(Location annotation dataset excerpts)

++++++++

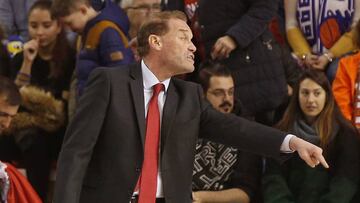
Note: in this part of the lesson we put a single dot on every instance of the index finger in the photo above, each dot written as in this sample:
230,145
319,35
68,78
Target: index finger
321,159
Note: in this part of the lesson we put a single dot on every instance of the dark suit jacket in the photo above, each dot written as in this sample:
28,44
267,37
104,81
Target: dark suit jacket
102,154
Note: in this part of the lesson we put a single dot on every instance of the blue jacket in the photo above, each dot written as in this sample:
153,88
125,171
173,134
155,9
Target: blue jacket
110,49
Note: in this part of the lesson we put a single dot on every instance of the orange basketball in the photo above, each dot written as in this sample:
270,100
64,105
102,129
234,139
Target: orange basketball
329,32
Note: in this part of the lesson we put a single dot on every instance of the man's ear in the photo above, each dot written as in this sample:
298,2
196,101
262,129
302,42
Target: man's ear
155,42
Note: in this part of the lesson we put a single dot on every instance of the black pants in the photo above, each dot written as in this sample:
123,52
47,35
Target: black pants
136,199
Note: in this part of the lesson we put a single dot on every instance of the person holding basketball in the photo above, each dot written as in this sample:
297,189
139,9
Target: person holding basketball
321,31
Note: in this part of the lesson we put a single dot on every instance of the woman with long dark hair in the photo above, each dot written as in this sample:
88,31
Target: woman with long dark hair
314,116
43,71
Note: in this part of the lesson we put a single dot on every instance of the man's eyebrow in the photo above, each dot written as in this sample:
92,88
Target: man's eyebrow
186,32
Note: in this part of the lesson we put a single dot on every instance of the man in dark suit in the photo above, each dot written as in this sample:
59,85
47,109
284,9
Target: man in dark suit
103,151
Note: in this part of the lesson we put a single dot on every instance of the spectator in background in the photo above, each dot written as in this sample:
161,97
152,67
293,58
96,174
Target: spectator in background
4,57
315,117
14,187
321,31
346,87
104,35
138,11
221,173
46,64
13,16
237,34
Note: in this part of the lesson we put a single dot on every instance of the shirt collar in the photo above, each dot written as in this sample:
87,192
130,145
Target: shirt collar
150,79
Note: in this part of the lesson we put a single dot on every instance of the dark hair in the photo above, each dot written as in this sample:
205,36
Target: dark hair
42,5
156,25
9,91
61,48
209,69
63,8
324,122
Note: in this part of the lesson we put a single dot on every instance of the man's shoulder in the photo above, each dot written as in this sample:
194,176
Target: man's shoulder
116,71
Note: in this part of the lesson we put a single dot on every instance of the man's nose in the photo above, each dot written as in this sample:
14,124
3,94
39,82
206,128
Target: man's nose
6,122
192,47
311,98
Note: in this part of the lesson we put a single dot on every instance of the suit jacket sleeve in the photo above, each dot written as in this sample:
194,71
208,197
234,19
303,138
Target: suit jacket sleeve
81,137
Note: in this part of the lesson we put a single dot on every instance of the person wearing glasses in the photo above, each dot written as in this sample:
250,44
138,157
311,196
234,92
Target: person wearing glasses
222,173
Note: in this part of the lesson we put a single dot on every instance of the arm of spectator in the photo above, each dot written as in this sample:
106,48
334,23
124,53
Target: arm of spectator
113,49
275,188
294,35
253,23
343,183
233,195
343,87
6,16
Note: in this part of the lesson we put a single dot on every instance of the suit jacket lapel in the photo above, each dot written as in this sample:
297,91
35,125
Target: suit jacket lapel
137,92
169,112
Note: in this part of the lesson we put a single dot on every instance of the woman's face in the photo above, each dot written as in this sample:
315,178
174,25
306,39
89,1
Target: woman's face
42,27
312,99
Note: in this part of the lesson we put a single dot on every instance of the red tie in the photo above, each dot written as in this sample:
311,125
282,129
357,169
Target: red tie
148,180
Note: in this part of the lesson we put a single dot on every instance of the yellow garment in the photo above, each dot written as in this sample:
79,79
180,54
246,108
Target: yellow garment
343,45
297,42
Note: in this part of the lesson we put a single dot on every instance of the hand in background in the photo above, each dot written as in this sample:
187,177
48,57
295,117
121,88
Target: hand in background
223,47
310,60
310,153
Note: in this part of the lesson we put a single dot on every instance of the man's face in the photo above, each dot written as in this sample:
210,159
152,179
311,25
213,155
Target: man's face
139,11
177,49
7,112
221,93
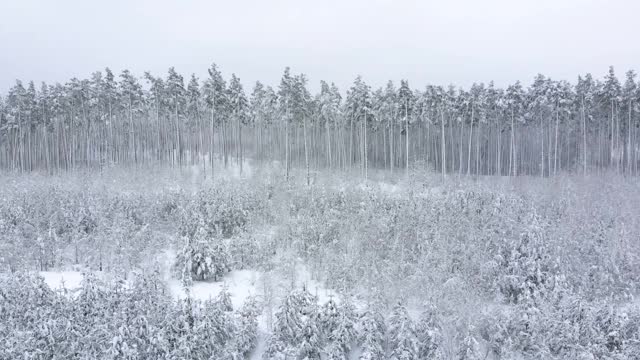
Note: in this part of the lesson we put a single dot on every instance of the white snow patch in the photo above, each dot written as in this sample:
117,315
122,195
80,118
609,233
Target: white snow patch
69,280
241,284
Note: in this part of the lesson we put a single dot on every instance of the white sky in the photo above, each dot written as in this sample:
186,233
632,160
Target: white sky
437,42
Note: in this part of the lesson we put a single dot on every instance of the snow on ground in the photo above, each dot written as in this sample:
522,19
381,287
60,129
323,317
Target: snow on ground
57,279
241,284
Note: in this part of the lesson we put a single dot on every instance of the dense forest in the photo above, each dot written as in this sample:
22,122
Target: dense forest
542,129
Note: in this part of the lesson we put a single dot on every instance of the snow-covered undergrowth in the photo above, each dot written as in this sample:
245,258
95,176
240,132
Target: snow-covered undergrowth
411,269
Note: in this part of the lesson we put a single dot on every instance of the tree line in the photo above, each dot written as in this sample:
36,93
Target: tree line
546,128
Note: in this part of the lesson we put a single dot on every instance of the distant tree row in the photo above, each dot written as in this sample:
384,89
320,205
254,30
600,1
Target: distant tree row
543,129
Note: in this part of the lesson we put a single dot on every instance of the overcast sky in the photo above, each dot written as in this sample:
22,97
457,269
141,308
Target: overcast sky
437,42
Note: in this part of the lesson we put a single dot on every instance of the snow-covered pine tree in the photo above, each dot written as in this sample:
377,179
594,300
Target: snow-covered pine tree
403,343
372,330
247,327
428,333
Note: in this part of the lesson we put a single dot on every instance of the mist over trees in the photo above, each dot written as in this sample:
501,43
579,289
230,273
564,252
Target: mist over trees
541,129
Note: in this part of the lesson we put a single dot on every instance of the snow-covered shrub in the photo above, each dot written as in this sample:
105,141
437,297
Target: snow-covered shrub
202,258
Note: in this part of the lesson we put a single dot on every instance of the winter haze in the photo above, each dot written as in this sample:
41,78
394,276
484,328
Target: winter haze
439,42
337,180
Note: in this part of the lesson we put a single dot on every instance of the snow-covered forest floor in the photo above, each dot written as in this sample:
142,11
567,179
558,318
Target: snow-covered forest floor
165,263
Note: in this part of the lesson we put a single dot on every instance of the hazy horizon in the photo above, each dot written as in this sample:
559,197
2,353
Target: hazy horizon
457,43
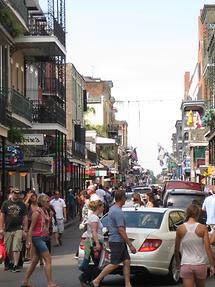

++++++++

Copy out all of the lines above word for word. Leave the pictures out of your copy.

▸ **Result of the exercise**:
Note: in this part of the lesson we put a single dot on every instance of the index finger in the photo above, each dot written as in this sample:
230,145
319,35
68,78
Target: index finger
321,159
Note: in this part of the lesson we put a single dot on every instance of the dark suit jacket in the photo above, each dot written as in this sample:
28,44
267,37
104,81
Target: dark suit jacket
102,154
Note: in this part of the lesson we put a single dot on every instance of the blue jacket in the photo above, each dot written as in this sample:
153,88
125,171
173,134
155,9
Target: blue jacket
110,49
Note: in this part of the lesson we put a single dot on every instance of the orange basketball in the photo above, each dot written as in this sample:
270,100
64,105
102,129
234,139
Target: orange basketball
329,32
Note: in this part of the lesson we put a single dot on every instance of the man's ear in the photo above, each dot written as in this sample:
298,2
196,101
262,129
302,42
Target: man's ear
155,42
Note: in this part of the lesson we put a single dot on every instance of the black pants in the photo above, each dot written as in this sample:
123,52
47,35
Target: black pants
136,199
Note: in this part of the lesson we put a single dot on every instance of the person holding basketball in the photo above, each dot written as in this sample:
297,189
139,9
Target: person holding basketball
321,31
Note: in this part of the lesson we put a single dot on every instance of the woman with long dark hair in the photo above, each dot written as in this sample:
88,31
Target: woman with long dark hair
314,116
43,71
Note: in this part of the lesson we put a single dot on every instance of the man's eyebrow in the photo above, each dot written as in this sample:
92,88
Target: man's eyebrow
186,32
Note: in this part of the lesson we put a single dot on every instance of the man in dark suit in the photo above, each dot written as in this sample:
59,85
47,109
284,9
Target: man in dark suit
103,151
Note: in this part of the lesson we put a single dot on every instance of the spectator in background in the photo above, each dot written as in this sample:
161,97
152,67
293,58
96,174
Target: spectator in background
4,57
315,117
14,187
321,31
346,87
104,35
138,11
221,173
46,64
13,16
237,34
Note: in this part of the lesson we put a single dot on every instance of the shirt collar in the photo above, each dot written as in this sample:
87,192
130,145
Target: shirt collar
150,79
Note: in this part of the lesson we put a single dot on every instance of the dark hair in the photo above, each dot written as in this sample:
205,36
Target: dark hair
42,5
156,25
9,91
61,48
209,69
63,8
324,122
Note: in this part of the lesson we put a single dot on every instance of the man's shoulder in the photo above, each dot written as in this sample:
194,176
Target: man's shoulder
116,71
Note: in this part of the lesson we put a single dot on every instance of the man's nose in the photo above, each dot written as in this sample:
14,124
3,94
39,82
206,128
Target: man's nose
6,122
192,47
311,98
Note: in this part of the lesson we put a single dot on every instance of the suit jacket sleeve in the photo above, each dot written as in this sample:
194,71
208,197
234,19
303,138
Target: suit jacket sleeve
81,137
Note: in this part of the lesson we put a single dot on every instance of the person wearing glasses in the photo above, each dot written as in this sample:
250,44
138,157
311,196
234,92
Target: person wearing glasses
222,173
Note: in this part of the lesson we put a single dot on every instance of the arm of spectator in the photo above, each dot written as in this sample:
106,48
334,23
124,53
Target: arm of spectator
113,49
275,188
294,35
253,23
343,183
233,195
343,87
6,16
Note: in this part of the lesson we put a single dot on every instance of the suit jacket lapel in the photo above, each dot written as in this sample:
297,91
35,125
Target: suit jacket lapel
137,92
169,112
Note: in this part of the lesson we put a single dot on every instance of the woman's face in the photo above, each dot written as in this sample:
315,178
174,25
306,39
89,1
Target: woman's face
42,27
312,99
Note: in this part of the lesson we put a single dot on every instance of the red tie in the photo above, each dot written as in this sample:
311,125
282,129
357,169
Target: red tie
148,180
Note: in this part of the lesson we put a single dot on every instance of the yellow garment in the photo above, each dot written as in this sample:
79,79
180,54
246,108
Target: yellow garment
343,45
297,42
Note: in this part of the lesson we put a single dot on every instance of the hand in background in the photo above, each dot written as in this sample:
187,177
48,57
295,117
121,88
Target: hand in background
223,47
310,60
310,153
Note: in this part of the lesson we put a single dot on every instance of the man's face in the photo above, each dot written as in this sample:
210,159
152,179
311,25
213,155
Target: man's face
139,11
177,49
7,112
221,93
Note: in this part of the lesson we put a single dot on every instance of the white snow patch in the photo above, each dot written as in this sample:
117,315
122,195
80,118
609,233
Target: white snow patch
69,280
241,284
Note: in this part of the lesson we put a single dot on every instance of the white sky in the photo above, each dot written as in this sample:
186,233
632,160
Target: white sky
437,42
Note: in this part of the lesson we put a single dot on every instance of the snow on ground in the photo above, each dot written as in this sample:
522,19
381,287
60,129
323,317
Target: snow on ground
57,279
241,284
Note: in this part of the lesson we put a single dot on every instance of the dense forest in the photo above, each dot written as in this sample:
22,122
Target: dense forest
542,129
Note: in this part of the lesson we put a single dot on every instance of the snow-covered undergrowth in the photo above, each dot written as in this sample:
245,258
95,176
240,132
Target: snow-covered undergrowth
411,269
Note: in this part of the lesson we put a single dot on every instance of the tree line in the photo above, each dot written as in this sample:
36,93
Target: tree line
546,128
Note: in this part of the lesson we put a single dot on every instance of the distant tree row in the photo above, each dot written as in this sample:
384,89
320,205
254,30
600,1
Target: distant tree row
543,129
Note: in this part of the lesson we put a single dot on every instance of the overcast sky in the photo above, each dot written as in this sample:
22,97
457,269
141,308
Target: overcast sky
437,42
Note: in this part of the lesson we put a single dot on every instance of the snow-covered pine tree in the photo above, each dot written as in this sample:
377,179
594,300
Target: snow-covered pine tree
403,343
372,330
247,327
428,333
Note: in this part of the lesson we put a single dot on every instance of the mist over trees in the photo above, each dot written as in this sample:
501,43
579,289
230,273
564,252
Target: mist over trees
541,129
Note: in this part of the lesson we put a single dot on every instance of the snow-covered shrub in the photo above, each dot written as in this sample:
105,141
437,297
Target: snow-covered shrub
202,258
Note: in this part of the lesson we put a single dot on every instance of the winter haze in the photo above, each dot written as in this sample:
41,78
394,276
484,328
Target: winter haze
439,42
337,180
Note: in this part of the lesson we put a single dot on every instance of the snow-covered forest floor in the photo above, each dot written as in this sample:
142,11
567,179
558,318
Target: snow-covered forest floor
165,263
Note: in this part of the lesson we put a single dot on every instance of the hazy horizon in the photo above, each dot written as in this sample:
559,197
2,353
Target: hazy horizon
457,43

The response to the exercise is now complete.